Published on 12:00 AM, January 21, 2020

Rights Watch

Road safety as a consumer right

Safety of person and property on roads and highways has now been a more serious concern for all wayfarers, especially the passengers, across the country. Both the commuters and the inter-city travelers feel like believing there is an extra extent added to the normal probability for them to meet an accident. The statistics of death toll, let alone the non-fatal limb injuries, are literally horrible. The one truth coming out of all reports is that the number of fatal traffic accidents is still on the rise and the perceived probability of accidents to happen is still extraordinary. Finally, following a series of public protests, especially the remarkable nationwide student movement back in 2018, a new comprehensive law is passed. The new Road Transport Act 2018 repealed the previous Motor Vehicles Ordinance 1983 and brought about some new measures to meet the needs of times, though the full application of the desired law may need some more time as the relevant rules and regulations thereunder are yet to be formulated. However, there is one more legal perspective to view road safety and it is not exclusively the subject matter of the Road Transport Act 2018.

§ §

Task requirements |
1 - In the road safety article, which earlier law did the Road Transport Act 2018 repeal?
2 - Pick up the road safety article after its last sentence and carry it forward.
Nothing in the records is needed here.

§ §

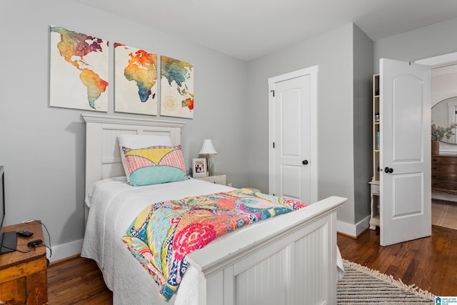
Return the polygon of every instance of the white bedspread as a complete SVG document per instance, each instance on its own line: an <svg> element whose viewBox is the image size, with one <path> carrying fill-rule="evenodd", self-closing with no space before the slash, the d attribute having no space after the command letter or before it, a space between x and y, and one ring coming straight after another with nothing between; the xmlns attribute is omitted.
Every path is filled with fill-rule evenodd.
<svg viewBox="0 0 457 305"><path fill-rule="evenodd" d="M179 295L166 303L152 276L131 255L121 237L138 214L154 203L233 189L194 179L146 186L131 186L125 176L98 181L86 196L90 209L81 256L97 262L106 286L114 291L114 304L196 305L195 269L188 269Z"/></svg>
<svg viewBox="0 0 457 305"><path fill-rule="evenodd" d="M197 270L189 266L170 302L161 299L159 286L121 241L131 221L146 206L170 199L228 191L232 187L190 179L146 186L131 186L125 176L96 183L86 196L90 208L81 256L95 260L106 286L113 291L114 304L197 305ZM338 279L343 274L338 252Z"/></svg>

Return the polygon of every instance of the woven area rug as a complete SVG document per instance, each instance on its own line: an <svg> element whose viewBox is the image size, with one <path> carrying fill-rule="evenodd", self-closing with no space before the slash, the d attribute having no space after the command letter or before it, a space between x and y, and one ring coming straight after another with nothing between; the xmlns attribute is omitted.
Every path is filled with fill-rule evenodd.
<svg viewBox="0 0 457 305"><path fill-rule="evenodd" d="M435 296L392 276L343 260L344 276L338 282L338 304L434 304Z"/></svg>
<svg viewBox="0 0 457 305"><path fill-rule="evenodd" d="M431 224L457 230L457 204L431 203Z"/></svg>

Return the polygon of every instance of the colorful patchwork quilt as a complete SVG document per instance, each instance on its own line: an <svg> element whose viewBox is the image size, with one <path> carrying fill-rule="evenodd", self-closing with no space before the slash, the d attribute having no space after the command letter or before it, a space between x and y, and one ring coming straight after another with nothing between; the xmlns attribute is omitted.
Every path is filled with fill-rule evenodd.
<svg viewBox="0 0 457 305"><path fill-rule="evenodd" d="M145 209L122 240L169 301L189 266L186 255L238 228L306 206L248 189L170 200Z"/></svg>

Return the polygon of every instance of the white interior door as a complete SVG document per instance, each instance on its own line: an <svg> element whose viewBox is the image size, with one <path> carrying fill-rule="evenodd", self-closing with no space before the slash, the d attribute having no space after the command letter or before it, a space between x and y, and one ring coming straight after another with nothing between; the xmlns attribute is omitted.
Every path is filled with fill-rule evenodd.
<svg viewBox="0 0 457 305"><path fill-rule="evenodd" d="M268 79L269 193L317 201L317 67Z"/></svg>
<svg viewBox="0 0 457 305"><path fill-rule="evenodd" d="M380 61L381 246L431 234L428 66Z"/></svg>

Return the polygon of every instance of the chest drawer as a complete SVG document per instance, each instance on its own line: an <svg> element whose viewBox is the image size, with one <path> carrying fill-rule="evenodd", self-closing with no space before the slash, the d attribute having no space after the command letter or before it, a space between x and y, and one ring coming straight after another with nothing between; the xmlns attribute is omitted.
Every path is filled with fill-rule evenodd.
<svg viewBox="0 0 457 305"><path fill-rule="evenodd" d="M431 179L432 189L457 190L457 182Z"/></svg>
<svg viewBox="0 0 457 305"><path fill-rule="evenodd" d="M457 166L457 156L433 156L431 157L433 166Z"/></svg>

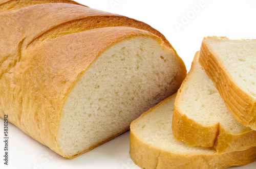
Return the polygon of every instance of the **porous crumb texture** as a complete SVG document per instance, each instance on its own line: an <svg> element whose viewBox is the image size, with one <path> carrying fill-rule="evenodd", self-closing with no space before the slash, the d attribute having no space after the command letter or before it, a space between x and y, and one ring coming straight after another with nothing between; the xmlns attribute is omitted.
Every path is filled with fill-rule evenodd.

§ §

Responses for each task |
1 - The Motor Vehicles Ordinance 1983.

2 -
Road safety can fairly be viewed as a consumer right within the purview of the Consumers’ Rights Protection Act 2009 and this perspective can help fight many irregularities well ahead of any untoward occurrence. If the passengers know that road safety is their consumer right in exchange for the fare they pay to get transport service, they can work collectively to minimise the road hazards. The Consumers’ Rights Protection Act 2009 defined, inter alia, a recipient of any service, if availed for a consideration, as a consumer [Section 19(d)]. According to this definition, not only goods and medicines but also services paid for, render a person as a consumer. From this context, every passenger on roads, air or waterways is a consumer and is entitled to every right provided by the said Act.

The Act has also talked about certain anti-consumer right practices against which complaints and actions may lie, and ‘disservice’ to any promised service is there on that list. Though it is generally believed that unlike the business people, the consumers are just too many to unite but even so for consumers’ representation and protection of interests, there is a legal device in the Road Transport Act 2018 that speaks of forming committees for transport of people and goods in every metropolis, division and district [Section 27].

The Act also provides for the insurance scheme for passengers [Section 60] and the general instructions for driving motor vehicles [Section 49]. The general negative instructions that are directly connected to the safety of passengers are- no drunken or on-phone-call driver, no driving by conductors, no wrong-sided plying and no rooftop passenger accommodation etc. The passengers while on the roads can check these measures as consumers even before happening of any real accidents. The convenience is that the passengers can lodge real-time complaints with the Directorate of National Consumers’ Right Protection and the Director General is bound by law to entertain the complaints especially connected to the safety of passengers’ lives on roads and highways.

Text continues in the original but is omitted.